Copy the records below, from the line containing "For every instance of the brown" through the last line; leave out pictures.
-=-=-
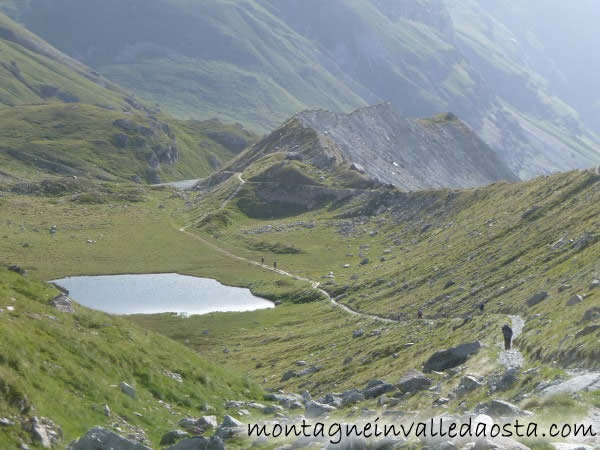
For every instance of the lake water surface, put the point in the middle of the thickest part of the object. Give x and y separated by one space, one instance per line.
159 293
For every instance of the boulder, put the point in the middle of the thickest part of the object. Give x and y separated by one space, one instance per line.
17 269
351 397
101 438
452 357
587 330
193 443
414 381
128 389
536 298
591 314
43 431
375 388
467 384
231 422
315 409
498 408
62 303
172 437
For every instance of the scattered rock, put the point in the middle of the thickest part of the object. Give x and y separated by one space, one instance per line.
375 388
587 330
537 298
172 437
62 303
452 357
414 381
193 443
498 408
4 422
127 389
467 384
43 431
231 422
101 438
17 269
591 314
314 409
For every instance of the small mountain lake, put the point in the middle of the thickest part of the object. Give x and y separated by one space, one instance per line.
159 293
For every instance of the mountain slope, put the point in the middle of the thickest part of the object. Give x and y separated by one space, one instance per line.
259 63
409 153
62 119
67 366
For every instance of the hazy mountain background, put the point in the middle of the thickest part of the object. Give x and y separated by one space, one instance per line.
514 78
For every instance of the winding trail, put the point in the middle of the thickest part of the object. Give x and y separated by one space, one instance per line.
314 284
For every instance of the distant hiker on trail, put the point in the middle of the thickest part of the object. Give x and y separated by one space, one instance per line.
507 332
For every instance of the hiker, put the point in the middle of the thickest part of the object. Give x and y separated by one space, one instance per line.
507 332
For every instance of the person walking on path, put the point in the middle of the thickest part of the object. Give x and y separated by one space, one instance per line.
507 332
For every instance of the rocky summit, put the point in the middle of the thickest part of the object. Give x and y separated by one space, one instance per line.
383 145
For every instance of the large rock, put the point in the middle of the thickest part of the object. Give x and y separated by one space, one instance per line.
452 357
62 303
351 397
536 298
128 389
173 436
498 408
43 431
414 381
193 443
315 409
99 438
467 384
375 388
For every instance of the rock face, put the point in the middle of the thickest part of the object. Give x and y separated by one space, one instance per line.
414 381
62 303
316 409
498 408
452 357
43 431
537 298
381 144
101 438
376 388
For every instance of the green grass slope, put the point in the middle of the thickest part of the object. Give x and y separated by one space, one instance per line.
68 366
60 118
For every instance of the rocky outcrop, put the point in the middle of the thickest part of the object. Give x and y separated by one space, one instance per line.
43 431
452 357
414 381
101 438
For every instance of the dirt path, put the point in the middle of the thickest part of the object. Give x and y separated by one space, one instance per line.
314 284
513 357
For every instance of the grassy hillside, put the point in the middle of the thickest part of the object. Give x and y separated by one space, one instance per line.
61 118
85 140
68 366
260 62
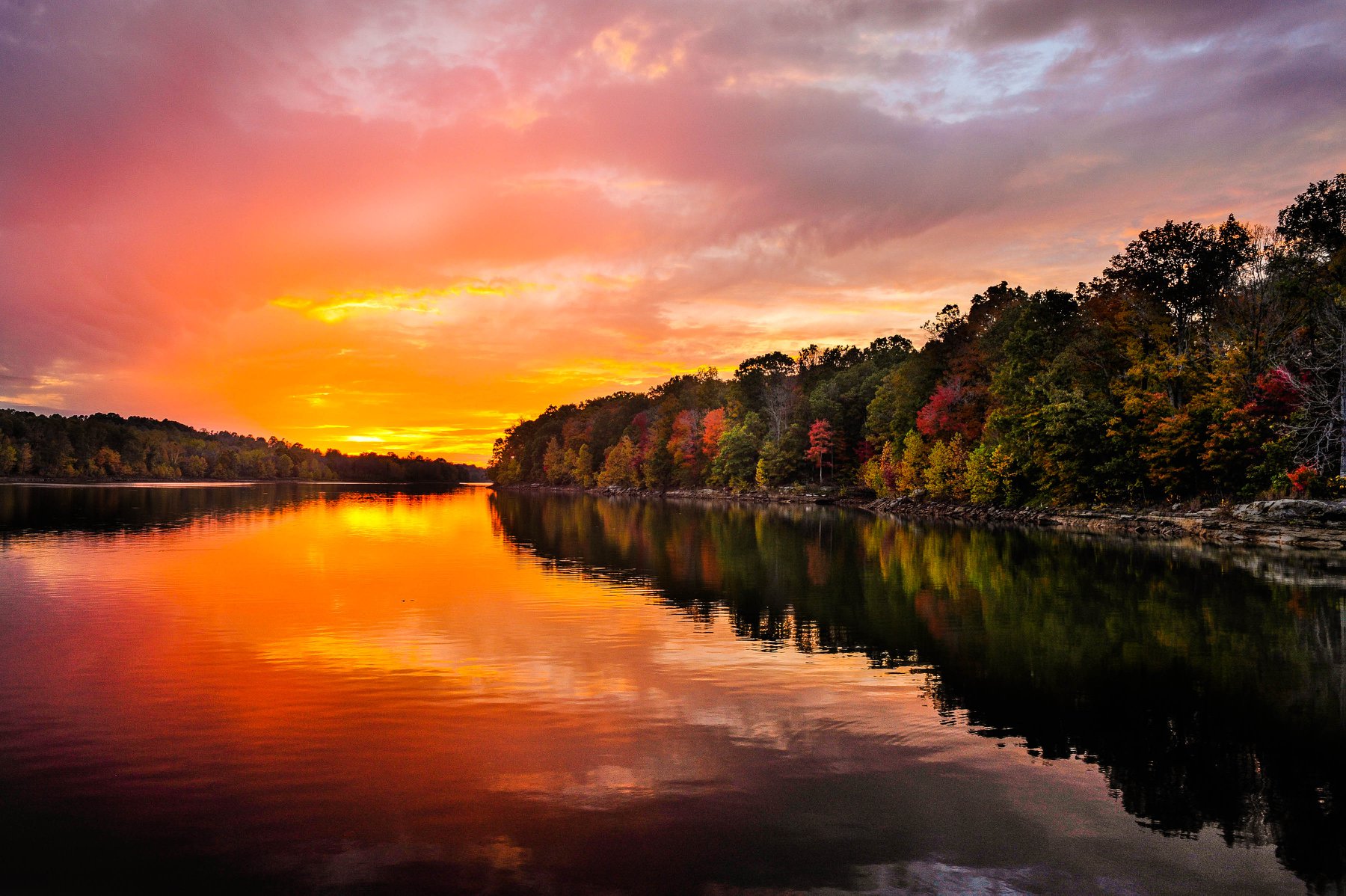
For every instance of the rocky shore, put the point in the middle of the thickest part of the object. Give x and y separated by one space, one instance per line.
1299 524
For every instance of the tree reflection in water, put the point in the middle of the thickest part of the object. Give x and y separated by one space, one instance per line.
1208 685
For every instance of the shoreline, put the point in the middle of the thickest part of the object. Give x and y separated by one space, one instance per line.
1290 524
158 483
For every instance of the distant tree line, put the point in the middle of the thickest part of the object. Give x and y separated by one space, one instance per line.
114 447
1205 360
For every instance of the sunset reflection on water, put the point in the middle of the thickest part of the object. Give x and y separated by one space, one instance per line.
346 689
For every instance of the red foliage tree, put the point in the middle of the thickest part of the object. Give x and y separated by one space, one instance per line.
686 439
820 443
713 427
955 409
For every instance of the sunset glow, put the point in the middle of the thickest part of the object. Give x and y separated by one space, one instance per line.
403 227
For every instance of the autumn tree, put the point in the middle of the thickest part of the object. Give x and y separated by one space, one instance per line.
820 443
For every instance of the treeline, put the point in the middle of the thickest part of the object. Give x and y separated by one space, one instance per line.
114 447
1205 360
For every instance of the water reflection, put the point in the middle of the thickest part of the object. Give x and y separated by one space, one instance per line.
336 689
1208 685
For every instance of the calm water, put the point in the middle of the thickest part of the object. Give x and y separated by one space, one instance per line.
333 689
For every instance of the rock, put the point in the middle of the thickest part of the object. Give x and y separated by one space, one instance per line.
1292 510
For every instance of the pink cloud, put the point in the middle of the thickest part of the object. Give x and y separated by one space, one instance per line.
168 171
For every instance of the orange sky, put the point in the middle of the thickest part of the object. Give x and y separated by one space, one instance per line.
404 227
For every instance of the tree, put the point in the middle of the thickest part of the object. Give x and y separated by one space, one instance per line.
820 443
621 466
713 429
1182 271
553 463
1315 227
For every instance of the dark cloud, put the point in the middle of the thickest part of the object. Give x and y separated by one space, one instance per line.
168 166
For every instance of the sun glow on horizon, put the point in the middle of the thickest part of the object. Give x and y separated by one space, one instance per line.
425 224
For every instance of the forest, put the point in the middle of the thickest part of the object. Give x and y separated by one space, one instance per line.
1206 362
114 447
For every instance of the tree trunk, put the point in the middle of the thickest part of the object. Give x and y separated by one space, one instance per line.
1341 402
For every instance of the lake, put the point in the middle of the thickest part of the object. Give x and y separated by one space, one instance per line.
375 690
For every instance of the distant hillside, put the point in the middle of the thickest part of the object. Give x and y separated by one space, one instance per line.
112 447
1205 362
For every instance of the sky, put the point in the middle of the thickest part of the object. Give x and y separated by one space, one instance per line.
404 225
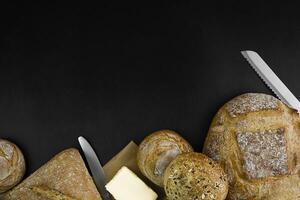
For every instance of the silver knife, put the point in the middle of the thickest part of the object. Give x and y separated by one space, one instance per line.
271 79
95 167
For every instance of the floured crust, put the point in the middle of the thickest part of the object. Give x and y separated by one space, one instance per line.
157 150
264 153
12 165
251 102
63 176
256 139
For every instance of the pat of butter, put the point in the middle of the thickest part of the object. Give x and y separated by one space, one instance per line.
125 185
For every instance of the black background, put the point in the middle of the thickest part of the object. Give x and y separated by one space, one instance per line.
116 72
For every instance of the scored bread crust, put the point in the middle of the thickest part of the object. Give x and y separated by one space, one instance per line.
256 139
193 176
63 177
157 150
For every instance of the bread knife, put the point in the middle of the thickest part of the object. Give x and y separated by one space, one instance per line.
271 79
95 168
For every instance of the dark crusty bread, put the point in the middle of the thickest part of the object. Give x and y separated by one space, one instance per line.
157 150
63 177
12 165
193 176
256 138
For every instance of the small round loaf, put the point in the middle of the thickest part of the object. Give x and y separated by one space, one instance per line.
195 176
157 150
12 165
256 139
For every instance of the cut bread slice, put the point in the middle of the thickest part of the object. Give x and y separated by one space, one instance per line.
64 177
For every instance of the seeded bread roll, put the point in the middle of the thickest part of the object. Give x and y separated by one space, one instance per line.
193 176
256 138
157 150
64 177
12 165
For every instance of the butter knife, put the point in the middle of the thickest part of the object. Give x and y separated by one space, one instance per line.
95 168
271 79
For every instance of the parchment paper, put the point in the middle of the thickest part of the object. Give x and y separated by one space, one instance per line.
127 157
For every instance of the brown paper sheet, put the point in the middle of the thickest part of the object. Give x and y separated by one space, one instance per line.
127 157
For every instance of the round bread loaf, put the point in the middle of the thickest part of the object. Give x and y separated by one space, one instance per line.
12 165
157 150
193 176
256 139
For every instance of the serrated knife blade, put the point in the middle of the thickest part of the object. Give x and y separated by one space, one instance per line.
95 167
271 79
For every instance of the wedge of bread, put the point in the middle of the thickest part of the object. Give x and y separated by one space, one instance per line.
64 177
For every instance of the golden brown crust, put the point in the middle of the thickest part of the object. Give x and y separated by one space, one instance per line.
258 146
12 165
64 175
157 150
195 176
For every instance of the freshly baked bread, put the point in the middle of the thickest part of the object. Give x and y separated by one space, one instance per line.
256 138
63 177
12 165
157 150
193 176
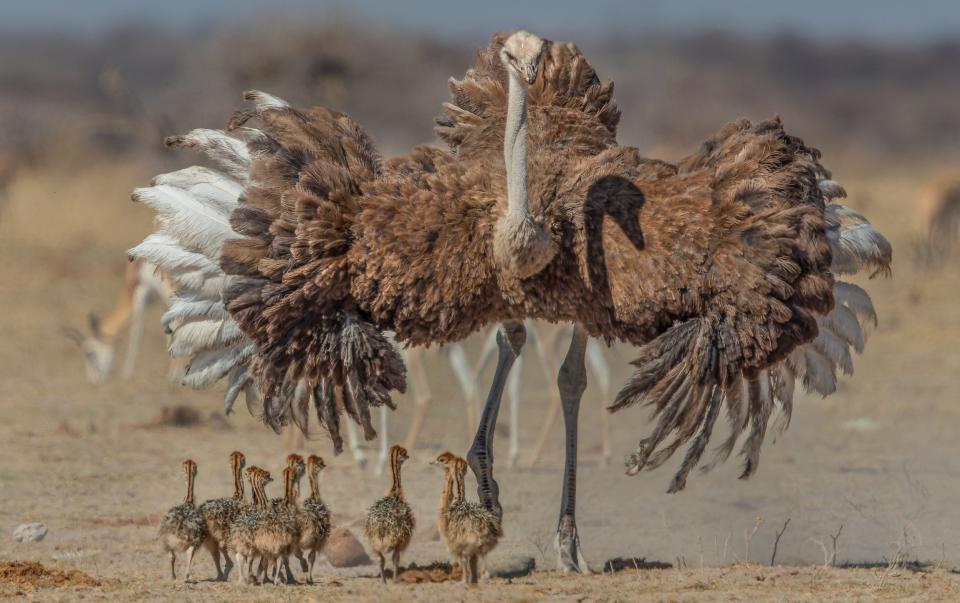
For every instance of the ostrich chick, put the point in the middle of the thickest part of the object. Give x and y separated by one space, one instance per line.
240 539
390 521
276 534
183 528
470 529
314 516
219 513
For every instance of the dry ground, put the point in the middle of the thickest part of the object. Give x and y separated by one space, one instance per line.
879 458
-=-=-
• [Problem solution]:
For every instance of the brown paper sheet, put the point in the middle of the thickest part of the object. Give x and y separated by one space, one instance per line.
127 157
For every instance of the round bread loaf, put the point in the middle of the thickest part of the object. Give x and y separated by one space, one instance per line.
12 165
157 150
193 176
256 139
For every instance of the serrated knife blade, put the point in the middle of the thickest part of the object. Give x and y separated by one space, one instance per line.
95 167
271 79
For every instance of the wedge of bread, put the point in the middle of the thickest part of the object. Give x and y separated by one space, one instance per line.
64 177
For every instance of the golden brown crust, put the point in the middle of the thickest part of the object. Give x and y separated by one space, one instance per line.
258 146
12 165
64 175
157 150
195 176
For every instance of the freshly baked bread, put the point in the middle of the thickest part of the object. Give x and y separated by one space, one instance per line.
256 138
63 177
12 165
157 150
193 176
For every instance of the ostrich chick, put the point in the middle of the thickest part of the object. Give x and y separated by one space, one instance per line.
240 539
390 521
276 534
183 528
470 529
314 516
219 513
For every instance of the dry ground, put the point in the middle of the thickest part of the object. Give x and y separated by one space, one instance per line.
879 458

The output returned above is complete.